§ **Records for the task**
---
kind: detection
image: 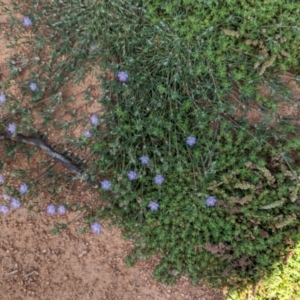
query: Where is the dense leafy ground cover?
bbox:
[1,0,300,298]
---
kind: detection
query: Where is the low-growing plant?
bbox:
[98,112,300,289]
[1,0,300,298]
[147,0,300,76]
[229,241,300,300]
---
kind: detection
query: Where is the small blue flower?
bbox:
[148,201,159,211]
[117,71,128,82]
[0,205,9,215]
[7,123,16,134]
[186,136,196,147]
[101,180,111,190]
[127,171,138,180]
[139,156,149,165]
[10,198,21,209]
[0,174,4,184]
[83,129,92,137]
[57,205,66,215]
[46,204,56,215]
[205,196,217,207]
[2,194,10,201]
[23,16,32,27]
[91,222,101,234]
[29,82,37,91]
[154,174,164,185]
[19,183,28,194]
[90,114,99,126]
[0,93,6,104]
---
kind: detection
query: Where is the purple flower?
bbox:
[23,16,32,27]
[7,123,16,134]
[101,180,111,190]
[127,171,138,180]
[148,201,159,211]
[0,93,6,104]
[10,198,21,209]
[0,205,9,215]
[117,71,129,82]
[186,136,196,147]
[2,194,11,201]
[46,204,56,215]
[83,129,92,138]
[57,205,66,215]
[154,174,164,185]
[29,82,37,91]
[205,196,217,207]
[91,222,101,234]
[19,183,28,194]
[139,156,149,165]
[0,174,4,184]
[90,115,99,126]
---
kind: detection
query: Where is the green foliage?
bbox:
[254,242,300,300]
[99,115,300,290]
[1,0,300,298]
[229,241,300,300]
[50,222,68,235]
[147,0,300,79]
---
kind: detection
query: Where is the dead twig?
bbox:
[0,133,96,187]
[7,270,18,275]
[24,270,36,278]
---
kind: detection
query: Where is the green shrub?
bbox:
[99,109,300,289]
[86,0,300,291]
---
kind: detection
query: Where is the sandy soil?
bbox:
[0,207,224,300]
[0,1,225,299]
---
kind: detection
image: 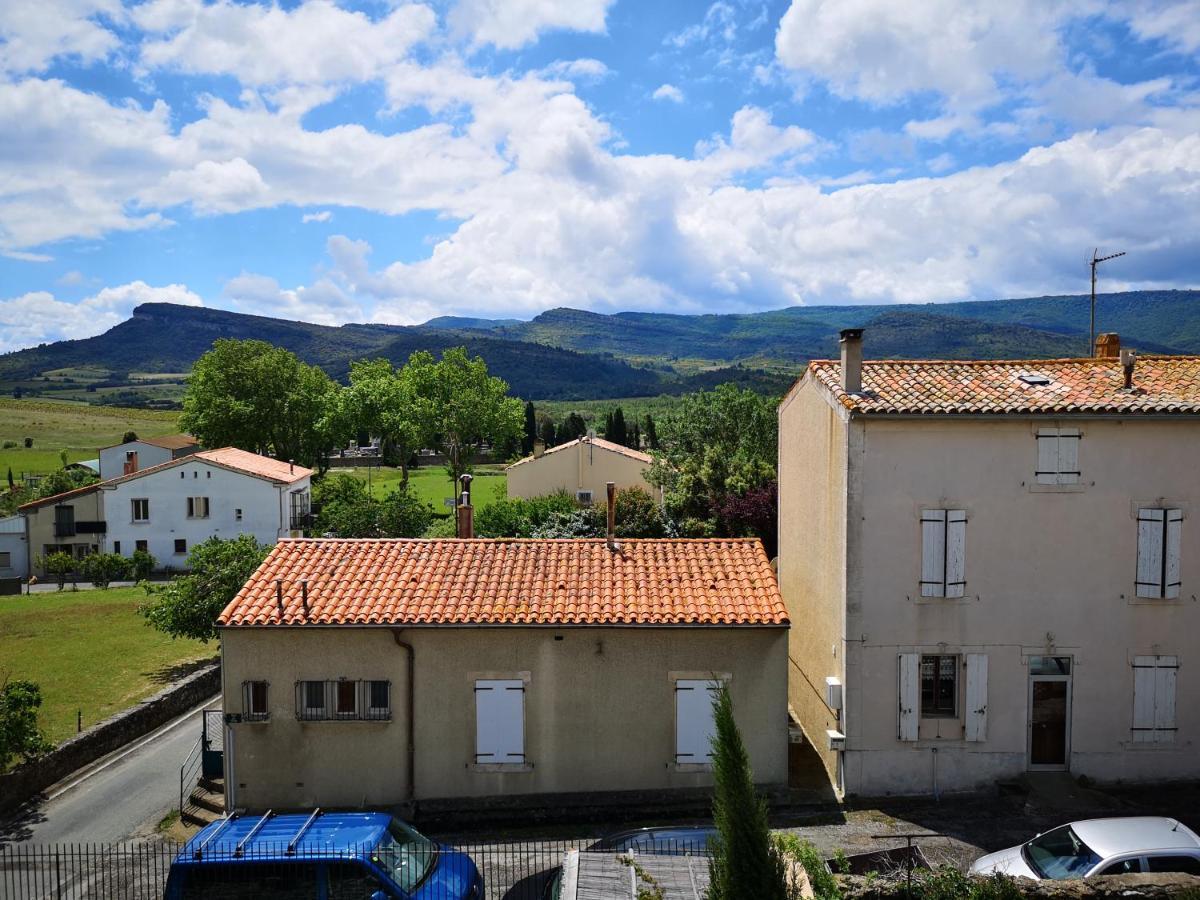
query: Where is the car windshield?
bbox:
[1022,826,1102,879]
[370,820,438,892]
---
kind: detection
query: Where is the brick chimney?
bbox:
[839,329,863,394]
[123,450,138,475]
[1095,332,1120,359]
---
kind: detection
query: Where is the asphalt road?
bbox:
[1,696,219,846]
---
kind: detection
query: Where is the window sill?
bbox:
[1126,595,1184,606]
[1028,482,1086,493]
[295,717,392,724]
[1122,741,1178,750]
[471,763,533,774]
[673,763,713,774]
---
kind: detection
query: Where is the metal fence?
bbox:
[0,839,714,899]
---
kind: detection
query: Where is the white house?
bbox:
[102,448,312,566]
[779,330,1200,797]
[0,514,28,580]
[98,434,200,480]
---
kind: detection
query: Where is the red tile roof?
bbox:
[507,435,653,469]
[219,538,788,628]
[807,356,1200,416]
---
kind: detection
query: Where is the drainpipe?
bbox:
[391,629,416,808]
[931,747,940,802]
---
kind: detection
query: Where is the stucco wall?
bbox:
[98,441,175,480]
[220,626,788,810]
[0,516,29,579]
[777,378,849,786]
[507,443,658,501]
[24,489,105,575]
[846,416,1200,795]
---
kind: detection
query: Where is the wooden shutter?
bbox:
[1155,656,1178,739]
[920,511,947,597]
[475,679,525,764]
[945,510,967,598]
[1133,656,1178,743]
[898,654,919,742]
[1036,430,1060,485]
[964,654,988,742]
[1165,510,1182,599]
[1056,430,1080,485]
[675,679,720,763]
[1136,509,1165,598]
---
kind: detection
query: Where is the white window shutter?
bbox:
[1136,509,1165,598]
[1165,510,1182,599]
[965,654,988,742]
[675,680,720,762]
[920,511,946,597]
[1132,657,1157,743]
[1036,431,1059,485]
[1057,431,1080,485]
[475,679,525,763]
[1155,657,1178,739]
[945,510,967,598]
[898,654,919,742]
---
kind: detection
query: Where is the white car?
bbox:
[970,817,1200,880]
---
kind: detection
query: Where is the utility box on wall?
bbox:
[826,729,846,751]
[825,676,843,710]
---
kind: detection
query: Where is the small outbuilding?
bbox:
[98,434,199,480]
[506,434,660,504]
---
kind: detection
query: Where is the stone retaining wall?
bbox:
[837,872,1200,898]
[0,663,220,816]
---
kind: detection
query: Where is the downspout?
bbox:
[391,629,416,807]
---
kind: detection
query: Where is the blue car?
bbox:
[164,810,483,899]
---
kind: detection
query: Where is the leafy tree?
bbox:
[716,482,779,558]
[317,487,432,538]
[404,348,523,492]
[80,552,132,589]
[33,468,97,501]
[58,449,68,468]
[139,535,269,643]
[474,492,578,538]
[122,431,138,444]
[131,549,156,582]
[0,680,53,770]
[335,359,430,486]
[180,339,342,470]
[531,508,606,538]
[522,402,537,456]
[40,551,76,590]
[312,472,369,510]
[614,487,672,538]
[708,684,789,900]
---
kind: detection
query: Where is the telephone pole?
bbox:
[1089,248,1126,354]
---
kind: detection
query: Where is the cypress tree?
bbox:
[708,685,788,900]
[643,414,659,450]
[540,419,558,448]
[630,423,641,451]
[604,410,614,440]
[610,407,628,446]
[522,401,537,455]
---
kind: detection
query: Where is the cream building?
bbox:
[217,533,789,811]
[506,435,660,503]
[779,330,1200,797]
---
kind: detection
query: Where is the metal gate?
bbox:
[201,709,224,778]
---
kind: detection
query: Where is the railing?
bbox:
[0,839,712,899]
[178,736,204,824]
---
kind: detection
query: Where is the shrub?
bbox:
[121,431,138,444]
[531,508,605,538]
[131,549,156,582]
[1,440,16,450]
[80,552,132,589]
[423,517,457,538]
[614,486,672,538]
[0,680,53,770]
[40,551,76,590]
[23,437,32,448]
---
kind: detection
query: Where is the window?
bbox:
[1145,856,1200,875]
[174,539,187,554]
[135,539,148,552]
[300,680,326,719]
[368,681,390,717]
[921,655,958,718]
[179,471,184,479]
[475,679,525,765]
[242,680,269,722]
[675,679,721,765]
[920,509,966,597]
[131,498,150,522]
[0,552,10,568]
[235,508,243,521]
[112,542,120,556]
[576,490,594,505]
[1096,859,1141,876]
[187,496,210,519]
[1035,428,1080,485]
[1132,655,1177,744]
[1136,508,1182,599]
[336,680,357,718]
[294,680,390,721]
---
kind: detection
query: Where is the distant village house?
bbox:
[506,434,660,504]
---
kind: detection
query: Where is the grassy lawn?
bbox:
[0,399,181,477]
[0,586,215,745]
[340,464,509,512]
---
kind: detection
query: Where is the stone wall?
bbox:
[837,872,1200,898]
[0,663,220,815]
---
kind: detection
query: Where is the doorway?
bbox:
[1028,656,1072,770]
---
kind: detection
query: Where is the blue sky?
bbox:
[1,0,1198,351]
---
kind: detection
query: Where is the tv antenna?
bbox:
[1089,248,1126,353]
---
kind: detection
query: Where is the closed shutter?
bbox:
[920,511,947,597]
[1036,431,1060,485]
[1133,656,1178,743]
[475,679,525,764]
[675,680,720,763]
[1056,430,1080,485]
[946,510,967,598]
[965,654,988,742]
[1136,509,1165,598]
[1165,510,1182,599]
[898,654,919,742]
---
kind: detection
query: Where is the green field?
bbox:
[0,586,215,745]
[536,395,684,431]
[340,464,509,512]
[0,399,180,477]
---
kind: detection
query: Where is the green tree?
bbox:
[40,551,76,590]
[139,535,270,642]
[6,467,13,491]
[608,407,628,446]
[33,468,97,501]
[131,549,156,582]
[531,508,605,538]
[614,487,671,538]
[0,680,53,770]
[180,339,342,470]
[522,401,537,456]
[80,552,132,589]
[122,430,138,444]
[336,359,430,486]
[643,414,659,450]
[312,472,369,511]
[318,487,432,538]
[405,348,523,493]
[708,684,789,900]
[538,418,557,449]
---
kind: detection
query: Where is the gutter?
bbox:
[390,628,416,807]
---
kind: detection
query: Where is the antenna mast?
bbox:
[1089,248,1126,354]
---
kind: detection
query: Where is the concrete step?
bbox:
[189,786,225,815]
[198,775,224,794]
[181,805,223,828]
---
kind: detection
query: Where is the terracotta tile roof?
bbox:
[807,356,1200,416]
[18,482,103,511]
[507,435,653,469]
[219,538,788,628]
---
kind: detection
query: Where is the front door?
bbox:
[1028,656,1072,770]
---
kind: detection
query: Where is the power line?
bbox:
[1089,248,1126,354]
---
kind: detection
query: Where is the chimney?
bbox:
[533,440,545,458]
[275,579,284,613]
[300,579,309,615]
[289,459,295,474]
[1120,348,1137,390]
[839,329,863,394]
[124,451,138,475]
[606,481,619,552]
[1095,332,1120,359]
[457,473,474,538]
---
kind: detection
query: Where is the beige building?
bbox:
[779,330,1200,797]
[507,435,660,503]
[19,483,107,572]
[217,533,789,811]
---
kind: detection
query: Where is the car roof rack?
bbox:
[193,813,237,861]
[233,810,274,858]
[286,808,322,855]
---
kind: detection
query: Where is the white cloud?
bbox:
[652,84,685,103]
[302,211,332,224]
[0,0,122,74]
[1118,0,1200,54]
[223,272,362,325]
[138,157,270,215]
[57,270,86,286]
[541,58,611,82]
[448,0,614,50]
[0,281,201,352]
[665,2,739,48]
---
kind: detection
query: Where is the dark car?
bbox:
[164,810,483,899]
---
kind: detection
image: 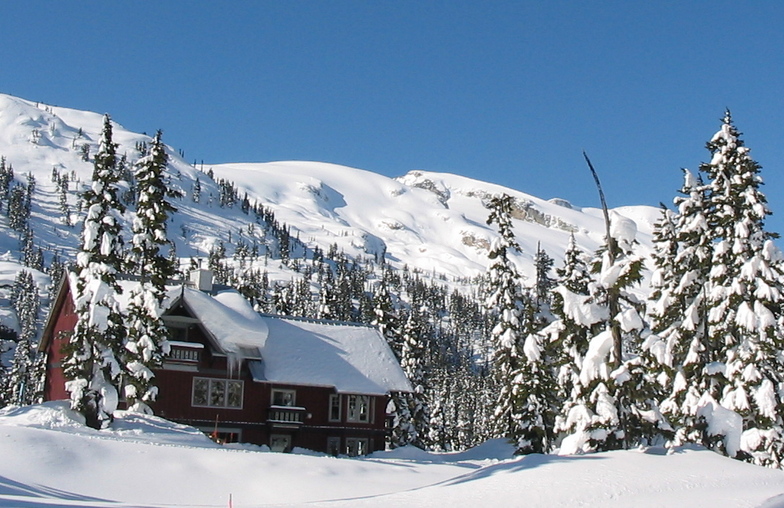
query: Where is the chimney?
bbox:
[189,269,214,292]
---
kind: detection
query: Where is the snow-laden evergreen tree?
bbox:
[371,270,401,357]
[392,307,430,449]
[0,156,12,201]
[123,130,176,413]
[513,244,558,454]
[701,111,784,466]
[649,171,715,448]
[8,184,29,232]
[558,213,664,452]
[6,338,33,406]
[316,269,337,320]
[3,270,40,405]
[62,114,126,429]
[533,243,556,309]
[484,194,526,443]
[544,234,605,450]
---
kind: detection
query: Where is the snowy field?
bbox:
[1,403,783,507]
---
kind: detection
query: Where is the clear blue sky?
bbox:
[3,2,784,232]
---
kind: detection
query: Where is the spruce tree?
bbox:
[650,171,715,448]
[123,130,176,413]
[702,111,784,466]
[485,194,526,442]
[545,234,604,451]
[62,114,126,429]
[394,307,431,449]
[371,271,401,357]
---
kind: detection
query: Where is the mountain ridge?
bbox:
[0,92,659,289]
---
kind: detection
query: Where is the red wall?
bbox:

§ **Your assignment**
Which lines hold the word "tile"? Copy each of them from the records.

§ **Solution to this task**
query: Where is the red tile roof?
query: Where is the terracotta tile roof?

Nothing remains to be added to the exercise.